## CONSIGNES:
1/ Relevez tous les noms de pays cités dans le texte sur les relations entre la France et le Mali.
2/ Traduisez en anglais cette phrase du texte sur les relations entre la France et le Mali : « Je souhaite que le Parlement prenne sa part dans les décisions prises par la France. »
3/ Rédigez la suite du texte sur les relations entre la France et le Mali, à partir de sa dernière phrase.

### TEXTE ###

Les relations entre la France et le Mali ne cessent de se dégrader depuis l’arrivée de la junte au pouvoir. Des déclarations de part et d’autre n’ont pas arrangé les choses. On se trouve face à une situation extrêmement compliquée. Je n’oublie pas les 5 000 hommes que nous avons encore là-bas. C’est assez compliqué de maintenir une force armée dans un pays où le gouvernement ne cesse de multiplier les incartades à notre encontre. C’est une grande préoccupation pour nous. J’ai moi-même demandé à la ministre des Armées et au ministre des Affaires étrangères d’accepter d’être auditionnés devant notre commission pour faire le point sur la situation.
La décision qui vient d’être prise fait suite à de nombreux faits qui nous inquiètent et laissent à penser que la ligne rouge a été dépassée : l’interdiction du territoire par l’aviation – nos forces ne peuvent pas travailler dans des conditions raisonnables – la décision de signifier aux Danois de rentrer chez eux, la remise en cause des accords de défense qui lient le Mali et la France. Il faut rappeler que cette coopération s’est nouée à la demande d’un gouvernement élu démocratiquement au Mali. Maintenant, je pense qu’on va se diriger vers des décisions très difficiles. Je ne vois pas comment on va continuer aussi longtemps, et dans des conditions d’efficacité, à travailler à la sécurité du Mali, alors que la junte multiplie les actes de défiance à notre endroit.
Je souhaite que le Parlement prenne sa part dans les décisions prises par la France. Nous venons de perdre un 53e soldat, une centaine a été blessée. On ne peut pas exposer nos soldats dans un contexte de défiance tel que ce dernier évènement vient de le prouver.
Comptez-vous procéder aux auditions des ministres dès cette semaine ?
Je veux des informations précises. Des réunions ont lieu toute cette semaine, il y a une concertation entre les ministres des Affaires étrangères de la force Takuba, les chefs d’États-majors. Je préfère que ce temps soit réservé à l’exécutif, et qu’ensuite il vienne nous informer de façon plus complète de la situation et de ses intentions, c’est surtout cela qui nous soucie. Nous attendons des éclaircissements. On parle de déplacer des bases vers d’autres pays. Je ne pense que pas que ce soit au Burkina Faso. Et je rappelle les déclarations du gouvernement du Niger, qui montrent qu’ils sont hostiles à l’accueil de Takuba. Au Tchad, on commence à être loin de la tension de la zone des trois frontières (la zone frontière où se rencontrent le Mali, le Burkina Faso et le Niger, ndlr). Partir dans un pays voisin, ce n’est pas comme aller dans le département d’à côté, il y a des contraintes techniques assez lourdes à mesurer. On s’interroge.

### ENTRÉES FOURNIES ###

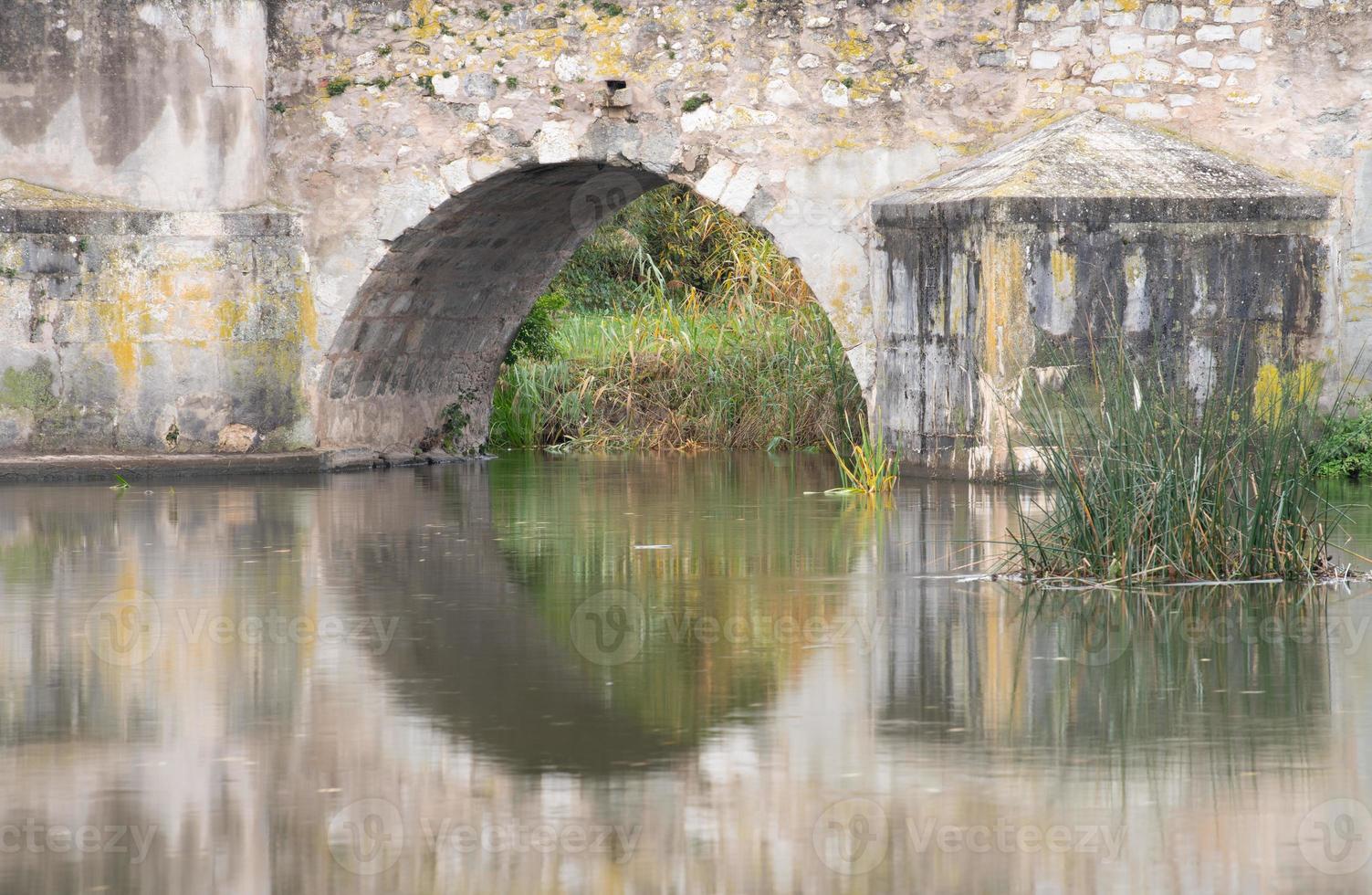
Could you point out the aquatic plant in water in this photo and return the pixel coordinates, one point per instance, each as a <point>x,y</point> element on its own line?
<point>866,463</point>
<point>1146,483</point>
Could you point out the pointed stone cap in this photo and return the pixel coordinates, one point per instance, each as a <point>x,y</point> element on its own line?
<point>1096,166</point>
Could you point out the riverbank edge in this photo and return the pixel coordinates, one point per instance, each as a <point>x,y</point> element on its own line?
<point>133,467</point>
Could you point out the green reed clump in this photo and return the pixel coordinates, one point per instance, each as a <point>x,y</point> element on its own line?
<point>867,464</point>
<point>1344,449</point>
<point>1150,486</point>
<point>676,325</point>
<point>670,378</point>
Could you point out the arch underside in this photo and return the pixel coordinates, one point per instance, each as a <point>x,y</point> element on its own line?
<point>436,316</point>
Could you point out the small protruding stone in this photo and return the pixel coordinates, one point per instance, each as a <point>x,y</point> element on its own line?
<point>237,438</point>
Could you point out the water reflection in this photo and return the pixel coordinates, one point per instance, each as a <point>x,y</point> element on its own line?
<point>645,674</point>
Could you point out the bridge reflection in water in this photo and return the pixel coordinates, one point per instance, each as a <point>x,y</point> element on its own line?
<point>236,663</point>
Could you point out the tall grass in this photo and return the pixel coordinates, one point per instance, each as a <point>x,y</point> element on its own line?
<point>1147,485</point>
<point>866,463</point>
<point>676,325</point>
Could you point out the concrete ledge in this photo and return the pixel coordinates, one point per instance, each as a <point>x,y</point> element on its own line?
<point>87,467</point>
<point>133,467</point>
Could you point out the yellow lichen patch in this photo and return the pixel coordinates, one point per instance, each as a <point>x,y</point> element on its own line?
<point>1273,392</point>
<point>308,319</point>
<point>231,314</point>
<point>1063,272</point>
<point>1267,395</point>
<point>423,19</point>
<point>854,47</point>
<point>1004,302</point>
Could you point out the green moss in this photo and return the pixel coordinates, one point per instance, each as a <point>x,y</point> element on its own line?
<point>695,101</point>
<point>29,389</point>
<point>452,427</point>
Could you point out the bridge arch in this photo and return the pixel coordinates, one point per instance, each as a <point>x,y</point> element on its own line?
<point>434,319</point>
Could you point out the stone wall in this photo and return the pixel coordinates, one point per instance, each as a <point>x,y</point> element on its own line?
<point>371,117</point>
<point>128,330</point>
<point>797,114</point>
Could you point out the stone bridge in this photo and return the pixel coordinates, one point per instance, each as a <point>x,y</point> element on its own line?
<point>284,224</point>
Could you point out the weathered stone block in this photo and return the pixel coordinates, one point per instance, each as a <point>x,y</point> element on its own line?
<point>1087,226</point>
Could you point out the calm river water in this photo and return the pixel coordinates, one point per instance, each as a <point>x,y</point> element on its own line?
<point>646,674</point>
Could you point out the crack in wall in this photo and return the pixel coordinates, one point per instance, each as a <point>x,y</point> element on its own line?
<point>209,63</point>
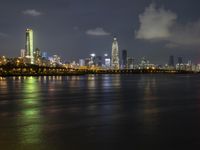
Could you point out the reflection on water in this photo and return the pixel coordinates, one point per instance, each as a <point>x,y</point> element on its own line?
<point>30,119</point>
<point>99,112</point>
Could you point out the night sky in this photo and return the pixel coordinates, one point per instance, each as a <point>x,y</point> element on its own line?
<point>76,28</point>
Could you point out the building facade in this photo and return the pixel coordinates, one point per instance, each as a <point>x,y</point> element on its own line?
<point>115,54</point>
<point>124,59</point>
<point>29,46</point>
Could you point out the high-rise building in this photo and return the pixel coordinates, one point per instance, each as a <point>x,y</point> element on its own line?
<point>81,62</point>
<point>124,59</point>
<point>171,61</point>
<point>23,53</point>
<point>37,53</point>
<point>180,60</point>
<point>29,45</point>
<point>130,62</point>
<point>44,55</point>
<point>115,54</point>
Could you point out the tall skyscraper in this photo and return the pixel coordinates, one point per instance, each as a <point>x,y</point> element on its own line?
<point>29,45</point>
<point>124,59</point>
<point>180,60</point>
<point>23,51</point>
<point>115,54</point>
<point>171,61</point>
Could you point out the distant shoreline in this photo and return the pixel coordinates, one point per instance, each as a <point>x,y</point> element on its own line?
<point>33,70</point>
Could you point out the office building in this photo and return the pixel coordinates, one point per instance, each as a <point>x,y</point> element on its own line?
<point>124,59</point>
<point>115,54</point>
<point>171,61</point>
<point>29,46</point>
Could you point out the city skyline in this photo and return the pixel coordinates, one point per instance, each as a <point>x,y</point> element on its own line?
<point>128,23</point>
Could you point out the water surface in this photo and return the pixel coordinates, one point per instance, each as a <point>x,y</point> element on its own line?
<point>100,112</point>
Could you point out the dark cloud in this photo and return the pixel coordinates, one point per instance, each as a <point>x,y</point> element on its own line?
<point>32,12</point>
<point>159,24</point>
<point>97,32</point>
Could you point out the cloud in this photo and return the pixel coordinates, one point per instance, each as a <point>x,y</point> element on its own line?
<point>3,35</point>
<point>32,12</point>
<point>159,24</point>
<point>155,23</point>
<point>97,32</point>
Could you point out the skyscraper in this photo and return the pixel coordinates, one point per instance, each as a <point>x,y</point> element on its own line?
<point>171,61</point>
<point>29,45</point>
<point>115,54</point>
<point>124,59</point>
<point>180,60</point>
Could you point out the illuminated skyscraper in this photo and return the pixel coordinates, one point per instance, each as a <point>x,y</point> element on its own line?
<point>171,61</point>
<point>124,59</point>
<point>115,54</point>
<point>29,45</point>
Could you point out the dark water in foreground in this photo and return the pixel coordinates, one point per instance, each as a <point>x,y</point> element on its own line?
<point>141,112</point>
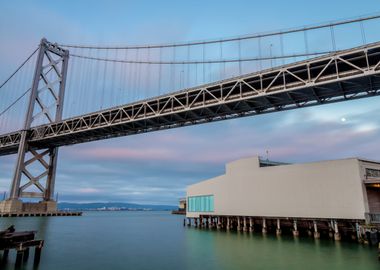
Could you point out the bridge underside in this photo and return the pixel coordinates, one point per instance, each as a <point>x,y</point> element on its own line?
<point>346,75</point>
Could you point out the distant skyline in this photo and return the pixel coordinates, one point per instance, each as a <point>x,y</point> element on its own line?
<point>155,168</point>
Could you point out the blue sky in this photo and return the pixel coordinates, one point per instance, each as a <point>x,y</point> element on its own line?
<point>157,167</point>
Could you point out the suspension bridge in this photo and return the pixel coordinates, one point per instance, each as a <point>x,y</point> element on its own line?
<point>71,94</point>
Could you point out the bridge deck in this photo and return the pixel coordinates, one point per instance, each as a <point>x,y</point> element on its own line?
<point>346,75</point>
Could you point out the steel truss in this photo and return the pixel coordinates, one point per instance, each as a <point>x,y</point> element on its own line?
<point>345,75</point>
<point>35,168</point>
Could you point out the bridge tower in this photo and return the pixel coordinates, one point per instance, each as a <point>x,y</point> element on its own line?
<point>34,174</point>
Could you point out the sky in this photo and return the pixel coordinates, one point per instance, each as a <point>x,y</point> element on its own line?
<point>156,167</point>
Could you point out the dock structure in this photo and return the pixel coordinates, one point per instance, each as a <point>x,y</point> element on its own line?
<point>337,199</point>
<point>21,242</point>
<point>42,214</point>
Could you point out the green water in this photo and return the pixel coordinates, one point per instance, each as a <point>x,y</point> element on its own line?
<point>158,240</point>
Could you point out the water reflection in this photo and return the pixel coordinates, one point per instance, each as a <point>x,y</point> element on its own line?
<point>157,240</point>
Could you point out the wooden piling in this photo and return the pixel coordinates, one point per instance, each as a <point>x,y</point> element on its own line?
<point>19,258</point>
<point>37,255</point>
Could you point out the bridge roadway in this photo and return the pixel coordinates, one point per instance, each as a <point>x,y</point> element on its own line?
<point>345,75</point>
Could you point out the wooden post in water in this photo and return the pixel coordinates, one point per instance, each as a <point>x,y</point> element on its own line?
<point>37,255</point>
<point>26,254</point>
<point>317,235</point>
<point>264,229</point>
<point>19,258</point>
<point>336,231</point>
<point>251,228</point>
<point>295,229</point>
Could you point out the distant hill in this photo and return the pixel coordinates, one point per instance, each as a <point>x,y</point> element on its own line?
<point>114,206</point>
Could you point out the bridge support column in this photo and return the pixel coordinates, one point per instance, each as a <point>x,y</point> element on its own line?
<point>34,175</point>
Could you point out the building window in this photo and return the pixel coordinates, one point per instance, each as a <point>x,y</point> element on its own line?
<point>373,173</point>
<point>200,203</point>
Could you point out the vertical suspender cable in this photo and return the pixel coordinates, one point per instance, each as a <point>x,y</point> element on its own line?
<point>362,30</point>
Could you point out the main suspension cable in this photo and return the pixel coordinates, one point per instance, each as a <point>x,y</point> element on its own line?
<point>254,36</point>
<point>203,61</point>
<point>14,73</point>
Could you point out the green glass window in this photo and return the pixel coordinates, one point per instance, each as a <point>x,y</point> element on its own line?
<point>200,203</point>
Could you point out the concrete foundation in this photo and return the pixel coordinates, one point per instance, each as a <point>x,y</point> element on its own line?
<point>10,206</point>
<point>17,206</point>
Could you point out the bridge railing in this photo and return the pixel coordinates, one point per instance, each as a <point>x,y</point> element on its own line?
<point>372,218</point>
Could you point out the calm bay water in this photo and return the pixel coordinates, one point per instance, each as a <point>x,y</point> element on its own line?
<point>158,240</point>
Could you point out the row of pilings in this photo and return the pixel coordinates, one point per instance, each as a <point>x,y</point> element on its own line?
<point>352,230</point>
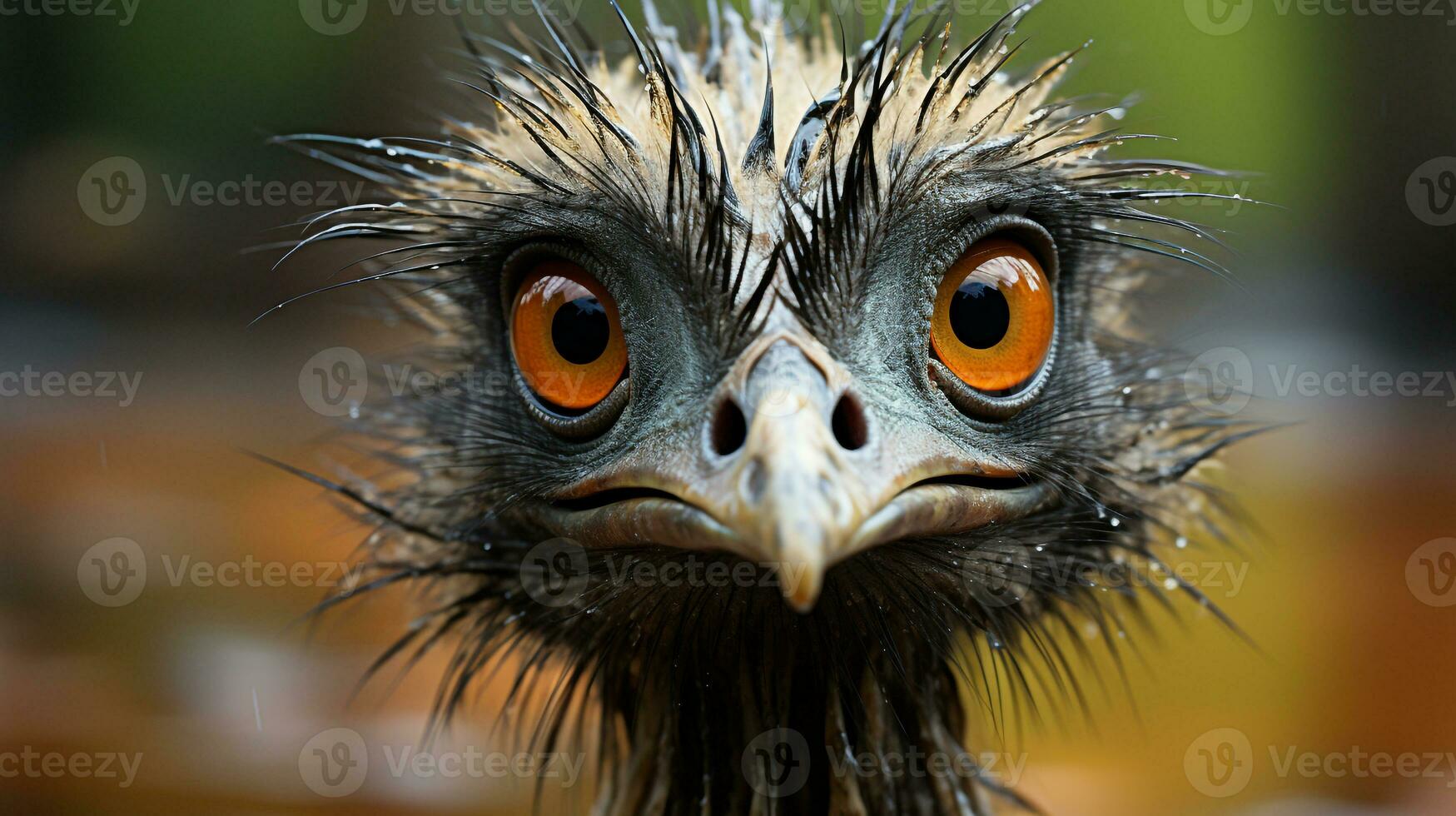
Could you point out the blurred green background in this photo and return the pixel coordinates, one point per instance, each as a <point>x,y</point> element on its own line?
<point>216,687</point>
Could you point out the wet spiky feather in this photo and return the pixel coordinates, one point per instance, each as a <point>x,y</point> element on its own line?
<point>754,186</point>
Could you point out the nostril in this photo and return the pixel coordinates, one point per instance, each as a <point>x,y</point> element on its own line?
<point>851,427</point>
<point>730,429</point>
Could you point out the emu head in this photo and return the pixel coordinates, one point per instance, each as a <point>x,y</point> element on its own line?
<point>797,394</point>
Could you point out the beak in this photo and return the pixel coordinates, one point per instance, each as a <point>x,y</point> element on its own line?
<point>794,487</point>
<point>797,475</point>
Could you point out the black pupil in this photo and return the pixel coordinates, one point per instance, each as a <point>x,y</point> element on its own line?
<point>979,315</point>
<point>579,330</point>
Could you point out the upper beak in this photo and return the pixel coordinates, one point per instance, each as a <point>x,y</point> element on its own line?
<point>795,490</point>
<point>801,478</point>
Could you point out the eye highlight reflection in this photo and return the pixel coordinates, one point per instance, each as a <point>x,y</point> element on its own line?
<point>567,336</point>
<point>993,316</point>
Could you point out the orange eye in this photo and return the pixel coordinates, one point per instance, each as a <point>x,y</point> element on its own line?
<point>993,316</point>
<point>567,337</point>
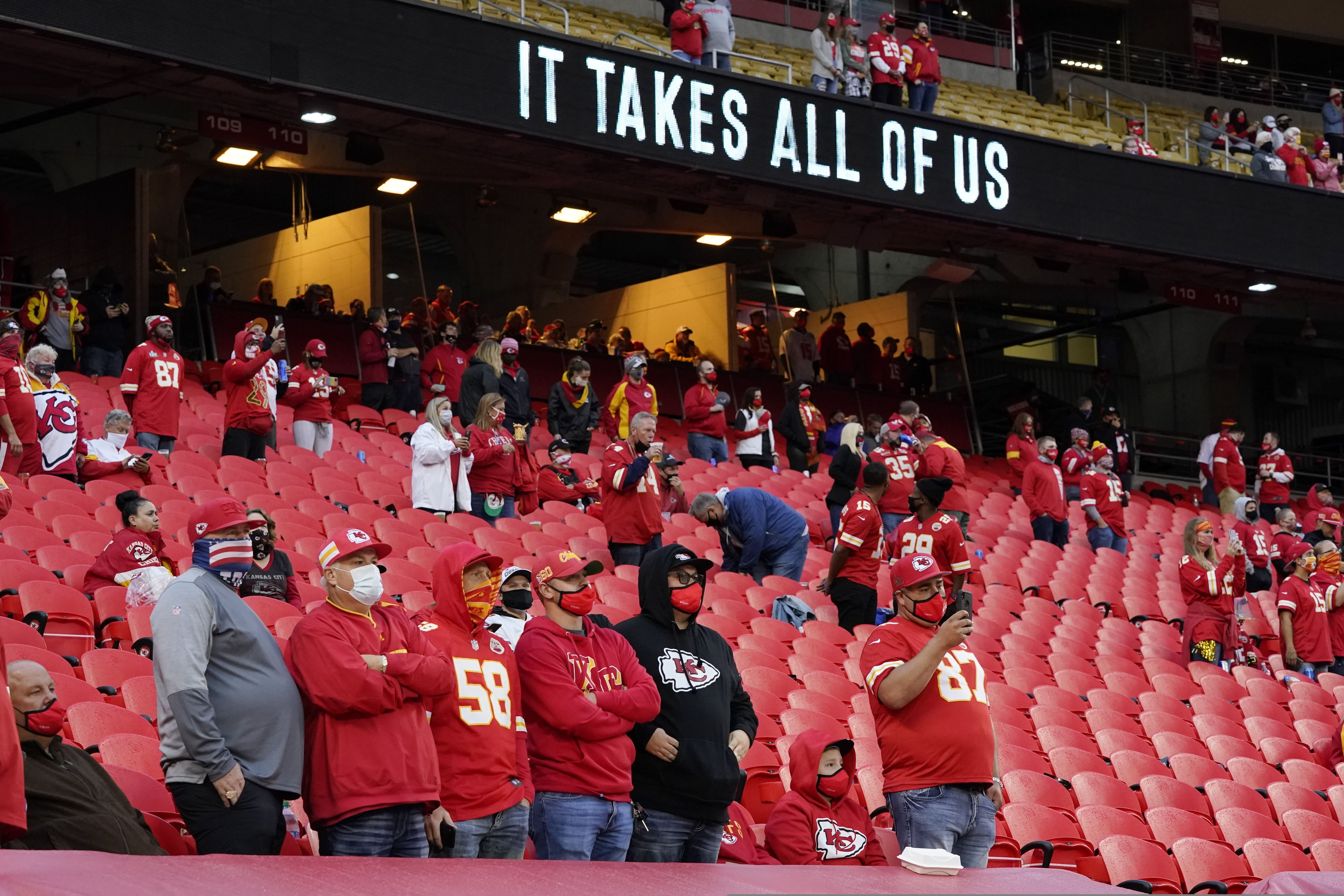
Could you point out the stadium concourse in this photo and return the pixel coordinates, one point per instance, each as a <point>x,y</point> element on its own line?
<point>1128,762</point>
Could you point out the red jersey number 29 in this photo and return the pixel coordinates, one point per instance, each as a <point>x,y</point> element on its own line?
<point>952,678</point>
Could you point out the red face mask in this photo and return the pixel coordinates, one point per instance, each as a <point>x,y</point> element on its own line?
<point>46,722</point>
<point>689,598</point>
<point>579,602</point>
<point>835,785</point>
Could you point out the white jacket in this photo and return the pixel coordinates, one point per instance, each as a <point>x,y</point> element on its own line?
<point>433,464</point>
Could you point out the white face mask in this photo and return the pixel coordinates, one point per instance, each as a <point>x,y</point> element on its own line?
<point>366,585</point>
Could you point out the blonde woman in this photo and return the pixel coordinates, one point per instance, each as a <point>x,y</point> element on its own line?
<point>1209,586</point>
<point>482,377</point>
<point>440,463</point>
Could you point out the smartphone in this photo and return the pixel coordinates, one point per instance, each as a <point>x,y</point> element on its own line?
<point>960,602</point>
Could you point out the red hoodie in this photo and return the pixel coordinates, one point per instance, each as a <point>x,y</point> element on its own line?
<point>804,829</point>
<point>478,726</point>
<point>249,409</point>
<point>366,741</point>
<point>576,746</point>
<point>700,418</point>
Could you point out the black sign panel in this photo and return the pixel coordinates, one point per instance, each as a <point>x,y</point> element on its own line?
<point>455,66</point>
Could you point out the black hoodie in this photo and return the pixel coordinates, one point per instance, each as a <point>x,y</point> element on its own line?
<point>702,703</point>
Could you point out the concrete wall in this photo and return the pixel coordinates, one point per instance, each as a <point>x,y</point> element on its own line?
<point>342,250</point>
<point>704,300</point>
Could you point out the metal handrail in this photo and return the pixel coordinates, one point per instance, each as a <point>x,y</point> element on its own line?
<point>1225,151</point>
<point>788,68</point>
<point>522,9</point>
<point>651,46</point>
<point>1107,105</point>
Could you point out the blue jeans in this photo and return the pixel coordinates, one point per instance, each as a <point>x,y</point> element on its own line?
<point>673,839</point>
<point>954,819</point>
<point>499,836</point>
<point>397,832</point>
<point>100,362</point>
<point>1107,538</point>
<point>1046,528</point>
<point>581,828</point>
<point>784,561</point>
<point>923,97</point>
<point>155,443</point>
<point>479,508</point>
<point>706,448</point>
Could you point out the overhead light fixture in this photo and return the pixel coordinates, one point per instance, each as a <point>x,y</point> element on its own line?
<point>572,215</point>
<point>398,186</point>
<point>237,156</point>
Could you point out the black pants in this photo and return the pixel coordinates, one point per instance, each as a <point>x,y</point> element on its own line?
<point>252,827</point>
<point>244,444</point>
<point>376,396</point>
<point>1259,579</point>
<point>748,461</point>
<point>886,95</point>
<point>858,604</point>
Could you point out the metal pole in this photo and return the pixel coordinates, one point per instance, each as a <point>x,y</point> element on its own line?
<point>419,263</point>
<point>966,373</point>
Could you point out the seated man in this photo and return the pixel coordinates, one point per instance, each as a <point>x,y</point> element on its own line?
<point>73,804</point>
<point>110,459</point>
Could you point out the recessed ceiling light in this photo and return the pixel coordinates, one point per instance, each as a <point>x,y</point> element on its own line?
<point>237,156</point>
<point>572,215</point>
<point>397,186</point>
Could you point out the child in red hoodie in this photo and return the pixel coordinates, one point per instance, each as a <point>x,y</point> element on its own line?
<point>816,823</point>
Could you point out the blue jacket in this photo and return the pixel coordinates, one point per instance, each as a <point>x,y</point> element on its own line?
<point>761,523</point>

###

## RÉPONSES:
1/ France, Mali, Burkina Faso, Niger, Tchad

2/ I want Parliament to play its part in the decisions made by France.

3/
Quelles peuvent être les conséquences à court terme de l’expulsion de l’ambassadeur ?
Il peut y avoir des conséquences diplomatiques. La France peut demander le départ de l’ambassadeur du Mali. On peut gravir des échelons supplémentaires. Il n’y a pas eu de contacts au plus haut niveau depuis plusieurs mois. On sent qu’il n’y a pas une franche volonté de dialoguer. Les relations sont réduites au minimum.
La France consulte ses partenaires européens et africains. Diriez-vous, comme une sénatrice de votre commission, qui a déclaré lors des questions au gouvernement mercredi dernier, que le gouvernement sur ce dossier cherche à gagner du temps ?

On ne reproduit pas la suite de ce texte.